ENTRIES PROVIDED
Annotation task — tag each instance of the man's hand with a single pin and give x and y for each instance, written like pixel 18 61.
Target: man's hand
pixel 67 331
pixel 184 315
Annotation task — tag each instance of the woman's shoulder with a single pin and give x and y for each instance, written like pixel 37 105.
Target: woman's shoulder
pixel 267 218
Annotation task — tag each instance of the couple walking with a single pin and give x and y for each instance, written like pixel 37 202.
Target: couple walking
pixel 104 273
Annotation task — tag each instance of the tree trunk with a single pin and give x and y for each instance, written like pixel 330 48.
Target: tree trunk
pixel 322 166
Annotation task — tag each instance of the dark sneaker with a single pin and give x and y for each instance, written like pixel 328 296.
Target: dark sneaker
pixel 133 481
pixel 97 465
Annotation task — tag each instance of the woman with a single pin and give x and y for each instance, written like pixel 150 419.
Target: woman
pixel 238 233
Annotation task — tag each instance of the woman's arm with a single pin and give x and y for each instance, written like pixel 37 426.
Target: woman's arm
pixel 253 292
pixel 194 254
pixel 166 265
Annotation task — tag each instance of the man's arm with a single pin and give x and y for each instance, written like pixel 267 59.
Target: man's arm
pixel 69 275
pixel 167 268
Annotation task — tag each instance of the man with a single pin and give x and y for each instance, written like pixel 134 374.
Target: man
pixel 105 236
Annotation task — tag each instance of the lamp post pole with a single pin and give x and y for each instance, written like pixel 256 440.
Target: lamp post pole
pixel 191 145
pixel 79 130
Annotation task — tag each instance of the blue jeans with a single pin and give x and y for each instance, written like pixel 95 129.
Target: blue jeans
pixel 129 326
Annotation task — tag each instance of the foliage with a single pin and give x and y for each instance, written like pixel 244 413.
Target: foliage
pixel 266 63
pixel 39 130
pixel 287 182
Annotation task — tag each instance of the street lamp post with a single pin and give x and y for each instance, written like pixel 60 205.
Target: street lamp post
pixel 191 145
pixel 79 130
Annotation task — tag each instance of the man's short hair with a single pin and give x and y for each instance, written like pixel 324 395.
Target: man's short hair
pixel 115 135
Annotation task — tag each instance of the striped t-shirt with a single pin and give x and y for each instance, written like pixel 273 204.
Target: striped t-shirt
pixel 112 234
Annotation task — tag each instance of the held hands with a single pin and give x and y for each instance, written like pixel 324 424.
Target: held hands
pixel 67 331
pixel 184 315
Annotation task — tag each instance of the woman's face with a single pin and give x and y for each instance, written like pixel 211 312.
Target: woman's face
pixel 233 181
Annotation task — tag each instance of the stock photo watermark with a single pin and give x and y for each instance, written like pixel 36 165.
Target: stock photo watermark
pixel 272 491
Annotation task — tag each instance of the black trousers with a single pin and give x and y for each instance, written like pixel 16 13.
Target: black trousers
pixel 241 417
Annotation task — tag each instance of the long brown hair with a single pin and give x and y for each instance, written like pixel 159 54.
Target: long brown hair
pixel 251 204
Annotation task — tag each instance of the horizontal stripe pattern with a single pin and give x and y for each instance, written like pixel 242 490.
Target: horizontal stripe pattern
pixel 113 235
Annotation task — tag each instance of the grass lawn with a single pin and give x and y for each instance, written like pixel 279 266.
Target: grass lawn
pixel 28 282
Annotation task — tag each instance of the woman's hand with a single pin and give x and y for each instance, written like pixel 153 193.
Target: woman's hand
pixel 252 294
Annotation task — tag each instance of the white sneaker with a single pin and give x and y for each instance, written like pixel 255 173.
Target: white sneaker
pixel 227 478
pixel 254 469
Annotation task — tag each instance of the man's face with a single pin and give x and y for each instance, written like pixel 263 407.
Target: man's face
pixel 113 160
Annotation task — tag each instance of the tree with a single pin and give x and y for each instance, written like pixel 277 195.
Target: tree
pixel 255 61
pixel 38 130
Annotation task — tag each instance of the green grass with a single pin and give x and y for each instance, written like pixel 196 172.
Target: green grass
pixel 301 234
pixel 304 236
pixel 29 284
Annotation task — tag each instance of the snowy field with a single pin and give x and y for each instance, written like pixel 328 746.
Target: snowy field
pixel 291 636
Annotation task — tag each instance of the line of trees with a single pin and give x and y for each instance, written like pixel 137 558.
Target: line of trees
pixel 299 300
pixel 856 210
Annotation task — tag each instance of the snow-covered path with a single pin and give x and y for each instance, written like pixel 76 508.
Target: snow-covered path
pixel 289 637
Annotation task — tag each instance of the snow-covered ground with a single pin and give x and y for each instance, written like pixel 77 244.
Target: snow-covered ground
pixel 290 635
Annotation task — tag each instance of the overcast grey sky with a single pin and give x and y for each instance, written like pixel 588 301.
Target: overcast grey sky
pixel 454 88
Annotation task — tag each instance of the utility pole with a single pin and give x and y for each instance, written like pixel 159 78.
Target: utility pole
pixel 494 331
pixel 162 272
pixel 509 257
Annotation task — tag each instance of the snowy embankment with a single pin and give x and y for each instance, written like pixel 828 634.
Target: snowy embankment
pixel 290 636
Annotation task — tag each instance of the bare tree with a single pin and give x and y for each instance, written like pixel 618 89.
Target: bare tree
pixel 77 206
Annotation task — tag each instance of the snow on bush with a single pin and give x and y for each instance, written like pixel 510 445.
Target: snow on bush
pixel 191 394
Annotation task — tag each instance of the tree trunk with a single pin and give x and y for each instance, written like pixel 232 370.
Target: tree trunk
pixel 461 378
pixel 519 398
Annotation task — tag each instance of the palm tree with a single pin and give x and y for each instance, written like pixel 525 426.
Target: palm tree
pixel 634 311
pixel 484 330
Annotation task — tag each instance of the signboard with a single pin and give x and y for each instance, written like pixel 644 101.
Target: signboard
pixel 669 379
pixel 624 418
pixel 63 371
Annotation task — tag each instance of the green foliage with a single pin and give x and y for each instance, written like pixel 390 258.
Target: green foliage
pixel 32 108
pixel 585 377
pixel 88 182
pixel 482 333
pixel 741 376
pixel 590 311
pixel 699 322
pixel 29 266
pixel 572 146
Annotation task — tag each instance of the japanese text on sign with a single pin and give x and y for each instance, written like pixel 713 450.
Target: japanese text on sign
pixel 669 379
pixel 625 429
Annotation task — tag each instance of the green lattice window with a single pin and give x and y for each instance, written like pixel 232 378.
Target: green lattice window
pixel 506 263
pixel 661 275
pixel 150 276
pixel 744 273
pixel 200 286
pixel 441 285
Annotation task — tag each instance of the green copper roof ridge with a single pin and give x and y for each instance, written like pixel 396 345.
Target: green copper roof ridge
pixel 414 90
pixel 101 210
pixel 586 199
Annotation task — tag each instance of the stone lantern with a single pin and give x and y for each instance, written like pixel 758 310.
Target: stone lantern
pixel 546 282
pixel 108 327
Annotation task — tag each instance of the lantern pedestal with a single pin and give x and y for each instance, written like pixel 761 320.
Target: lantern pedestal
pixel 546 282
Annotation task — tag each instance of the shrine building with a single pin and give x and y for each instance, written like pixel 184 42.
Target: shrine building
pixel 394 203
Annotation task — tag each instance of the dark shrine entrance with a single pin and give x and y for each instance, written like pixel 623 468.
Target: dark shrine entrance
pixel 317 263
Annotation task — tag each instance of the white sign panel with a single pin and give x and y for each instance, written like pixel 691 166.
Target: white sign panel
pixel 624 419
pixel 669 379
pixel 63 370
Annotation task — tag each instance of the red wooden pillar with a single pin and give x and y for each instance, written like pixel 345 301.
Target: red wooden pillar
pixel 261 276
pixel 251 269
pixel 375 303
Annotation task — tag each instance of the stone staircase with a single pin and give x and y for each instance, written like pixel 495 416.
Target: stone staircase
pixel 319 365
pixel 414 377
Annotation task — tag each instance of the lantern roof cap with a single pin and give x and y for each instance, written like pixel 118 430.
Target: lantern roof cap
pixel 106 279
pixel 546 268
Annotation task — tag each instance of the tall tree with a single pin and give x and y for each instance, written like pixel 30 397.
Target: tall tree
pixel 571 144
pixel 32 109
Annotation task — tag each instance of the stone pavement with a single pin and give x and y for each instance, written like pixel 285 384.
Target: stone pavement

WHAT TO PRODUCE
Above are the entries; copy out every line among them that contains the word "pavement".

EXERCISE RESPONSE
Annotation task — tag each instance of the stone pavement with a single pin and give x and y for each instance, written like pixel 285 384.
Target: stone pavement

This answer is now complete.